Turn every line of the records below into a numbered list, skipping any blank lines.
———
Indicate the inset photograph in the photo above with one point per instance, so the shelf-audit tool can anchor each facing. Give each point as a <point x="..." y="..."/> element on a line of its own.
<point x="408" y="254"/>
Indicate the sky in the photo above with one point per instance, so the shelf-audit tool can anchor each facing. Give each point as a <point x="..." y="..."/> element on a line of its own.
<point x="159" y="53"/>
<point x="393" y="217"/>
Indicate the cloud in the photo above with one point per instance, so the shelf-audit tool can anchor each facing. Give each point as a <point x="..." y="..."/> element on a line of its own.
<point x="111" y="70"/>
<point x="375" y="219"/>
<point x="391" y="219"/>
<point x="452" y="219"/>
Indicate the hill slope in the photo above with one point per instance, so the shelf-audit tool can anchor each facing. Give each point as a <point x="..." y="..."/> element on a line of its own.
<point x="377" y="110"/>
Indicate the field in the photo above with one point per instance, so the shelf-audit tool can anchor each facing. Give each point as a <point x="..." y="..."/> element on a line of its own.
———
Answer below -
1. Indicate the inset photograph in the photo above with one point per instance, so the shelf-audit tool can anchor each facing. Give each point as a <point x="..." y="..."/> element on a line of its own.
2. <point x="408" y="254"/>
3. Indicate the sky in the photo above with one point per instance, so the shelf-audit tool can anchor each facing. Give each point as a <point x="..." y="..."/> element on a line of its own.
4. <point x="159" y="53"/>
5. <point x="393" y="217"/>
6. Indicate the cloud in the photo above with one point per instance, so the shelf-audit tool can anchor each facing. Give each point as a <point x="..." y="..."/> element on a line of its own.
7. <point x="111" y="70"/>
8. <point x="375" y="219"/>
9. <point x="391" y="219"/>
10. <point x="452" y="219"/>
11. Indicate the hill slope in the photo above with one point per instance, so the shelf-audit tool can anchor each facing. Give each point as a <point x="..." y="..."/> element on a line of its own.
12. <point x="377" y="110"/>
13. Indicate the field in the photo above with one point per instance, so the shelf-audit tool can anchor each facing. Give each point as a <point x="..." y="..."/> element on a line of its own.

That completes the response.